__Goal of the exercise__. Return each line of the records below that contains the string "leather", copied in full. Case counts.

__Data to use__.
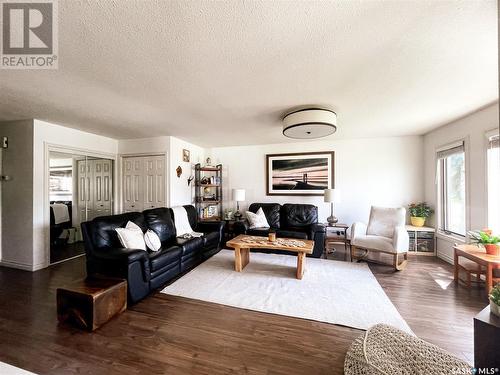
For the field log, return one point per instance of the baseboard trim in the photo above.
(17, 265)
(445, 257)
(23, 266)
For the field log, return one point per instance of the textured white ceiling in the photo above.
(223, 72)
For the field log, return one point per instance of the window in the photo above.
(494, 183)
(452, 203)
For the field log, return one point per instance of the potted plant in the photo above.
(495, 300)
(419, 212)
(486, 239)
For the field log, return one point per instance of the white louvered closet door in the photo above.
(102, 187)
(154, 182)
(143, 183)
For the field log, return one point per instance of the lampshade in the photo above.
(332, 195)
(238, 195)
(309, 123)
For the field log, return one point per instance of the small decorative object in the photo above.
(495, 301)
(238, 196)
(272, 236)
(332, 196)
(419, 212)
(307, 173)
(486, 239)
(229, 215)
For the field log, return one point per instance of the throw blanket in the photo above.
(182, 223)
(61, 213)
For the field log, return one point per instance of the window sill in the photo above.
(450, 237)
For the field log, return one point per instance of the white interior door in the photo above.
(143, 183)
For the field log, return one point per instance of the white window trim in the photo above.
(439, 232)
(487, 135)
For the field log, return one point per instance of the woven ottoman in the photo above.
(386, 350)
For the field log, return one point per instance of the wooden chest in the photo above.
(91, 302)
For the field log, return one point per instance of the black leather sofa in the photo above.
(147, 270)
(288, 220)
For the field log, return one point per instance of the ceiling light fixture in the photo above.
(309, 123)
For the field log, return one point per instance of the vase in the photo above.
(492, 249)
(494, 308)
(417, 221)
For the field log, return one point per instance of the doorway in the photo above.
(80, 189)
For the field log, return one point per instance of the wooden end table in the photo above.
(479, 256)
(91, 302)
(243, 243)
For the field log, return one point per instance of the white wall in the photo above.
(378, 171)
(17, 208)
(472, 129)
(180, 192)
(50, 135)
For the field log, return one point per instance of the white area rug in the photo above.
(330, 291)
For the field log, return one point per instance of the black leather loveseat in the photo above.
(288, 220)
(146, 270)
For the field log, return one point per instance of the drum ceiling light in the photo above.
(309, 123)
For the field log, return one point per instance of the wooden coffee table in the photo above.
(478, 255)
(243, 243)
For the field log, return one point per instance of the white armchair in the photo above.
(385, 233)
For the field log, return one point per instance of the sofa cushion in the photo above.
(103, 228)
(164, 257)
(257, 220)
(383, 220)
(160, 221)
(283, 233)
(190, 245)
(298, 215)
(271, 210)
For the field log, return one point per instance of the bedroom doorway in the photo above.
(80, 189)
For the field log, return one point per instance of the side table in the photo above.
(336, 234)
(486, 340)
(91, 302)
* * *
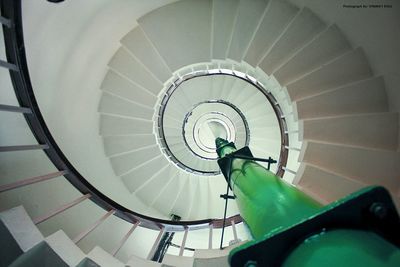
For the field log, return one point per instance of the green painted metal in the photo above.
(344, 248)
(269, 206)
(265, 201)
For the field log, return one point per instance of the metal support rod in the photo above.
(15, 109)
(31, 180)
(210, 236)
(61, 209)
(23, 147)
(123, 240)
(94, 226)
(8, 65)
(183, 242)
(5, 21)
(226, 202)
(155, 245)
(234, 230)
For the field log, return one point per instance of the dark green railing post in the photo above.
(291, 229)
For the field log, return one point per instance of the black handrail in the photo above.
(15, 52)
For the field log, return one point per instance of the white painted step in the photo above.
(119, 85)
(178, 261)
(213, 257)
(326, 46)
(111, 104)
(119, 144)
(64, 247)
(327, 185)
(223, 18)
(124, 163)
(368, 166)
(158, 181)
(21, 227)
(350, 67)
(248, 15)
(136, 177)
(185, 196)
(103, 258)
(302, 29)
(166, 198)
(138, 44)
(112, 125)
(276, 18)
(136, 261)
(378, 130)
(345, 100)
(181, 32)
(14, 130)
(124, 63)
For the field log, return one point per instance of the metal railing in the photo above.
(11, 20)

__Exercise output__.
For the field log, return one point per instance of the black leather sofa in the photo above.
For the field log, return one point per instance of the black leather loveseat in the photo above.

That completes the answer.